Insights

Guidance on Joint Operating Agreements 2.0

Note: This is the second in a series of notes on Joint Operating Agreements.

In the previous article issues surrounding the liability of an operator and defaulting co-venturers were considered. In this article we shall highlight the joint operating committee and sole risk activities.

Joint Operating Committee

While the operator has the authority and duty to carry out operations on behalf of co-venturers, the co-venturers retain overall supervision and control through the joint operating committee (‘JOC’). The JOC is comprised of representatives appointed by each of the co-venturers with the representative of the operator being the chairman of the JOC. The areas where the operator requires the approval of the JOC before it acts is negotiable but usually the JOC approves: all work programs and budgets, appraisal and development plans, determination as to the commerciality of discoveries, the drilling, deepening, testing, side tracking or completion of wells; decommissioning and abandonment, and all other major decisions that the joint venture will need to make.

#### Stored records

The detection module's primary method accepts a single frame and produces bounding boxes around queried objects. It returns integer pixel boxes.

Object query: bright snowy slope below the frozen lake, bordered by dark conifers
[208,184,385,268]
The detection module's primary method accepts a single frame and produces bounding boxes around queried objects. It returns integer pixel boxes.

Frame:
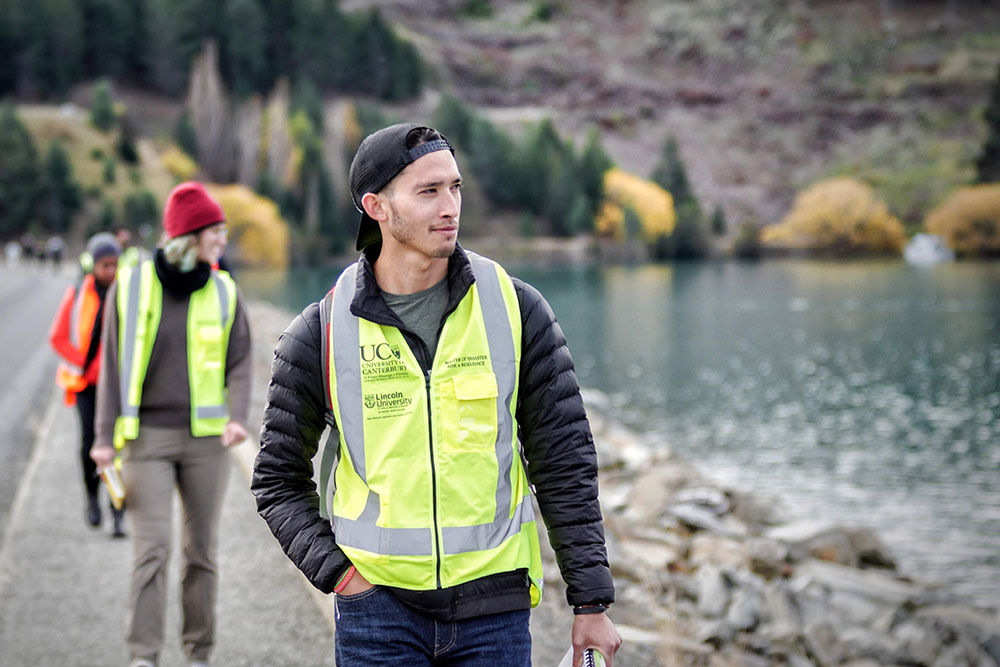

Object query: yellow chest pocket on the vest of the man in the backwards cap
[439,373,498,452]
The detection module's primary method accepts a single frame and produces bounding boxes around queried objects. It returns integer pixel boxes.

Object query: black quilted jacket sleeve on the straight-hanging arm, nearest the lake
[514,279,615,605]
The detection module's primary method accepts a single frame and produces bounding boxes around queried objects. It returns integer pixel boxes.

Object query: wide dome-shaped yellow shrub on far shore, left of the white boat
[761,178,906,253]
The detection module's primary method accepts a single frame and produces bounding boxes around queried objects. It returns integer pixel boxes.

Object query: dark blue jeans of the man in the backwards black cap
[334,586,531,667]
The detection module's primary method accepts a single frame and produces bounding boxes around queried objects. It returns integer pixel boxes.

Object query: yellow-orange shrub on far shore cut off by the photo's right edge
[924,183,1000,257]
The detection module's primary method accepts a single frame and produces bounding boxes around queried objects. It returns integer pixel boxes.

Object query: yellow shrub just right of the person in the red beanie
[206,185,288,269]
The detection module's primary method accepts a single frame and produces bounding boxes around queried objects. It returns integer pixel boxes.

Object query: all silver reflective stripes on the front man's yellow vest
[331,253,535,555]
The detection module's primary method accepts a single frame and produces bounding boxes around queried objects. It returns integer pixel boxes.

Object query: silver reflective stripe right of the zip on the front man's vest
[441,252,534,554]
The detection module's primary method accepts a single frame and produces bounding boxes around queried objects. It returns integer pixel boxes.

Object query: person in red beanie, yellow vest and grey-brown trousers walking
[91,182,251,667]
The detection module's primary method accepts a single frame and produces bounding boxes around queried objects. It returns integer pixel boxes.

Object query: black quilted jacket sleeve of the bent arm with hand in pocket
[250,303,350,593]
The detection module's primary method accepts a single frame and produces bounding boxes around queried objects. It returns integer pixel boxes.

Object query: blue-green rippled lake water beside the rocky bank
[238,260,1000,607]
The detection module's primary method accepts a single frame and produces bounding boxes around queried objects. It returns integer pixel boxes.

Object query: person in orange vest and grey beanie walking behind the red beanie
[49,232,125,537]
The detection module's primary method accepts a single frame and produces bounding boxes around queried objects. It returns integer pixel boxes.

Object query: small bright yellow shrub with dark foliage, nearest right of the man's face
[594,167,677,241]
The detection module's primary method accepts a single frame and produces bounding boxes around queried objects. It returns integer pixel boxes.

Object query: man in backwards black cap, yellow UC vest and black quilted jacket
[252,124,621,667]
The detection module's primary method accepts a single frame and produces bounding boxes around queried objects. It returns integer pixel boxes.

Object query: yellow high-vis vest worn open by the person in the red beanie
[114,260,236,449]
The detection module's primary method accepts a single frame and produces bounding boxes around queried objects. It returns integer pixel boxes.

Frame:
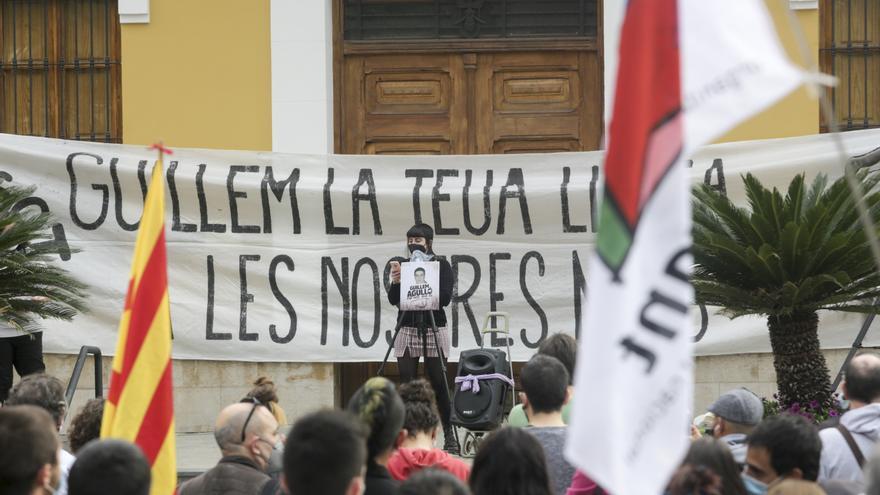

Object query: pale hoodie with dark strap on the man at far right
[819,404,880,481]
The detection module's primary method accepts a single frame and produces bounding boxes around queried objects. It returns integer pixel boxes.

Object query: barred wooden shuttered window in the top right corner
[819,0,880,131]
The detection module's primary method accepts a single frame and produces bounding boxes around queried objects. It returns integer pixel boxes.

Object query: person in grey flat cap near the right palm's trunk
[709,388,764,467]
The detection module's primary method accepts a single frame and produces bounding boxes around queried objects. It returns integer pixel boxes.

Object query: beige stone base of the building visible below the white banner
[34,349,868,432]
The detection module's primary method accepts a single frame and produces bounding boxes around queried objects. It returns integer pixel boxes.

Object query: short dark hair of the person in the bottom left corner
[0,405,61,495]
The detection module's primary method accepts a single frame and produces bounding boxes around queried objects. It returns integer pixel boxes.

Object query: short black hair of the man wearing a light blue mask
[748,414,822,481]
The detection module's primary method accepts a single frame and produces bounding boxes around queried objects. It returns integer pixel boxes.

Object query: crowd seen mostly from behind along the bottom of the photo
[0,340,880,495]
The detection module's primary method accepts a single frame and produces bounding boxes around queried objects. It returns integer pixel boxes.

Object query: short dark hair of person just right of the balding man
[284,411,367,495]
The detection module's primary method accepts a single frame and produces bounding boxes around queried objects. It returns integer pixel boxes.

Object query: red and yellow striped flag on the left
[101,157,177,495]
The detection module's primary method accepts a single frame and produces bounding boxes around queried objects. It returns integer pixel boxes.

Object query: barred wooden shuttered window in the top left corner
[0,0,122,143]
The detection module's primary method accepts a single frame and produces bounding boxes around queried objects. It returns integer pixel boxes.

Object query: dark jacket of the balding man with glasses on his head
[177,456,270,495]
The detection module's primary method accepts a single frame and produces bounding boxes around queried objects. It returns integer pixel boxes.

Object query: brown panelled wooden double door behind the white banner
[335,44,603,404]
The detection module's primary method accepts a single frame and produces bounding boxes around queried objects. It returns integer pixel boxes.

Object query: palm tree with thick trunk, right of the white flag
[693,169,880,406]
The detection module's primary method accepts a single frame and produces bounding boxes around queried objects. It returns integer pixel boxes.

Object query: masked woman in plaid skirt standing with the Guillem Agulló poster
[388,223,460,455]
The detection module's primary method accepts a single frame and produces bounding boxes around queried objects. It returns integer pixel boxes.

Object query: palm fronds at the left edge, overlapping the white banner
[0,185,85,332]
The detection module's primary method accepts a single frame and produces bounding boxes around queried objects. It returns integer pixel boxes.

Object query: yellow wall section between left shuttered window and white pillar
[121,0,272,151]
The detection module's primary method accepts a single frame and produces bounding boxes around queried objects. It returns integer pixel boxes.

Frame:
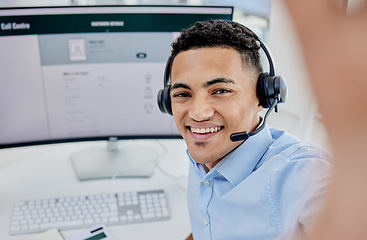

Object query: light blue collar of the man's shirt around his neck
[187,126,273,186]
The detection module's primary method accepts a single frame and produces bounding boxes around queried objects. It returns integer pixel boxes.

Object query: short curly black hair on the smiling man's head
[171,20,263,79]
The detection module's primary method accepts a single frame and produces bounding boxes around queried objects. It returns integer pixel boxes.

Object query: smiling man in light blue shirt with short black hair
[164,20,330,240]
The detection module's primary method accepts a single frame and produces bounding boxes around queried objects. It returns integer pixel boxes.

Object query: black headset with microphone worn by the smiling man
[157,20,288,142]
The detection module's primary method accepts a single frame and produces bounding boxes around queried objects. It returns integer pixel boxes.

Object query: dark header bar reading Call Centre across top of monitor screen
[0,6,233,36]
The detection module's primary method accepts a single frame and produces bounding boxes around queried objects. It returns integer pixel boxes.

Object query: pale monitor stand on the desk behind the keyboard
[71,138,159,180]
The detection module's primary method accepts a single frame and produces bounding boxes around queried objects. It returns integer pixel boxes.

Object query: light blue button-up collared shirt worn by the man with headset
[188,127,331,240]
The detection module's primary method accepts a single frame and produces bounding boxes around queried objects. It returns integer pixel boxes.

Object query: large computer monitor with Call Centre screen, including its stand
[0,5,233,179]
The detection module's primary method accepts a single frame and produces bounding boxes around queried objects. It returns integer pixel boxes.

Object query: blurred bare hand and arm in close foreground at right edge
[285,0,367,240]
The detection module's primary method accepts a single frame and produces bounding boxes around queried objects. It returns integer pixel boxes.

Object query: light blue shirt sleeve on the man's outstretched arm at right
[270,147,331,239]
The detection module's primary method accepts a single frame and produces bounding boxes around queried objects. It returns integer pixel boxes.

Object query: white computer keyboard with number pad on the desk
[10,190,170,234]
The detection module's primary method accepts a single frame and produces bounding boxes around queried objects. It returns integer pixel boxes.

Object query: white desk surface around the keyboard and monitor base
[0,140,191,240]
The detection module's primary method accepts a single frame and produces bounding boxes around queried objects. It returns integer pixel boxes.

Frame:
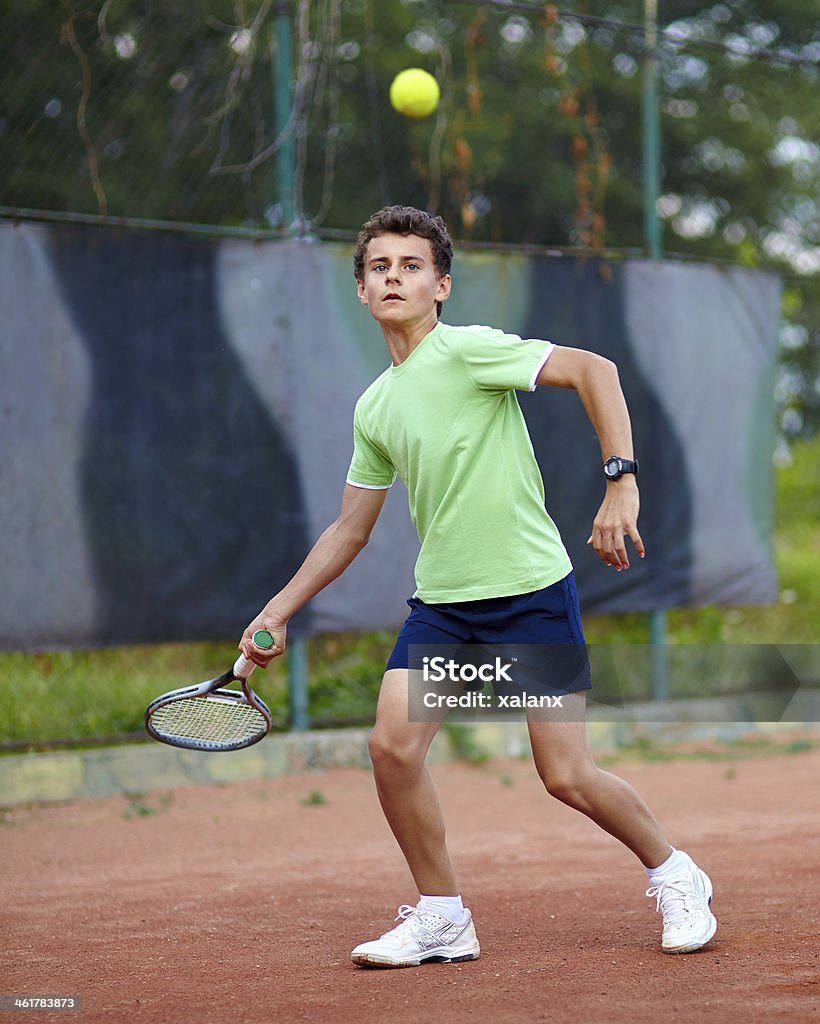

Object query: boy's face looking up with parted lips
[358,234,450,327]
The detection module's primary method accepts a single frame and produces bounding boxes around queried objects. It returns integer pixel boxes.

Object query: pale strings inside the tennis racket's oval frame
[145,694,267,744]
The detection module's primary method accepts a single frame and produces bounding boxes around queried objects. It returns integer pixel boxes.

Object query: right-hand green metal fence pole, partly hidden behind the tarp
[641,0,670,700]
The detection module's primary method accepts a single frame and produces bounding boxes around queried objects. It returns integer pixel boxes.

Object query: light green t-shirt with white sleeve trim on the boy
[347,323,572,603]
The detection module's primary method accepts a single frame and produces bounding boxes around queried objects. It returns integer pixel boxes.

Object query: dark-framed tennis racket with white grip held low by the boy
[145,630,273,751]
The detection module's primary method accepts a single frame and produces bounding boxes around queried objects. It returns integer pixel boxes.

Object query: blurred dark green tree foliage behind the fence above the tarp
[0,0,820,436]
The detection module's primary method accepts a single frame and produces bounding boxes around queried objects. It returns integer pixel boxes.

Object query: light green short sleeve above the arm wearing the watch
[461,328,555,391]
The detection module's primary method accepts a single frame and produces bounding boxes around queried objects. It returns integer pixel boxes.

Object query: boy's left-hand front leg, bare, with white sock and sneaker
[350,669,481,968]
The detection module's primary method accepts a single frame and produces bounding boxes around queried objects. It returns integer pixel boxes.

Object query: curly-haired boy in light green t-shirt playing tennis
[240,206,717,967]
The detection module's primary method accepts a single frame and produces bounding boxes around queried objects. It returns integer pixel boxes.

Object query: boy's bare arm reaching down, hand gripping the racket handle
[240,483,387,667]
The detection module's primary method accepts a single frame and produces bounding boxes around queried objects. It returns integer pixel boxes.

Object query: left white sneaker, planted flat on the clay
[350,904,481,967]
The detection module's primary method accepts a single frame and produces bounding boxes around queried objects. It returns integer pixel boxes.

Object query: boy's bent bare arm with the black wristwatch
[537,347,645,571]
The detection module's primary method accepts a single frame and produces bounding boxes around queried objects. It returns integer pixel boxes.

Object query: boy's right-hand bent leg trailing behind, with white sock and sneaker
[527,693,718,953]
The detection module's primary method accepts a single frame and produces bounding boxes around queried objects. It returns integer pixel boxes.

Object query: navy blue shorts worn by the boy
[387,572,592,692]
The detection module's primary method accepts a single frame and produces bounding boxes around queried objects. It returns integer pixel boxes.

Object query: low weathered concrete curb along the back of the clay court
[0,690,820,807]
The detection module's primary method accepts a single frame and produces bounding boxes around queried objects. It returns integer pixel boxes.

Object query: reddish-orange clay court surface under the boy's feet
[0,750,820,1024]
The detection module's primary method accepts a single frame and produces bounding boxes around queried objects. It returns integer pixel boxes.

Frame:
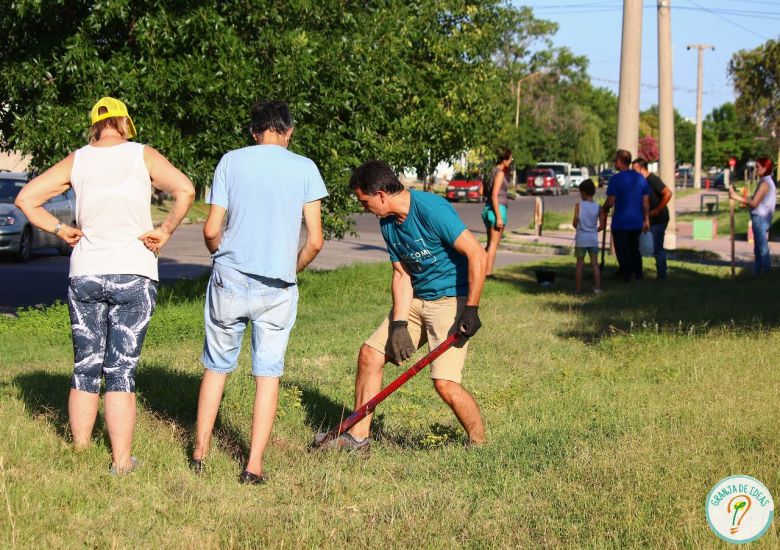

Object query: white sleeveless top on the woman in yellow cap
[70,142,159,281]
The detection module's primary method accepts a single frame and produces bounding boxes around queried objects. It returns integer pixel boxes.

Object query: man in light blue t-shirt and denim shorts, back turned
[197,101,328,485]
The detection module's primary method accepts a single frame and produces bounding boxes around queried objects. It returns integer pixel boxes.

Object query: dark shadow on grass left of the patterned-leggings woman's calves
[14,371,76,441]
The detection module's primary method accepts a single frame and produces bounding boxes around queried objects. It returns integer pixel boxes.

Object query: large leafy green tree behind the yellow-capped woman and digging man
[0,0,516,236]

#### Your objective
Rewrite the passage of the joint operating agreements text from "In the previous" through "sole risk activities.", swapping "previous article" for "earlier article".

#### Solution for this exercise
In the earlier article issues surrounding the liability of an operator and defaulting co-venturers were considered. In this article we shall highlight the joint operating committee and sole risk activities.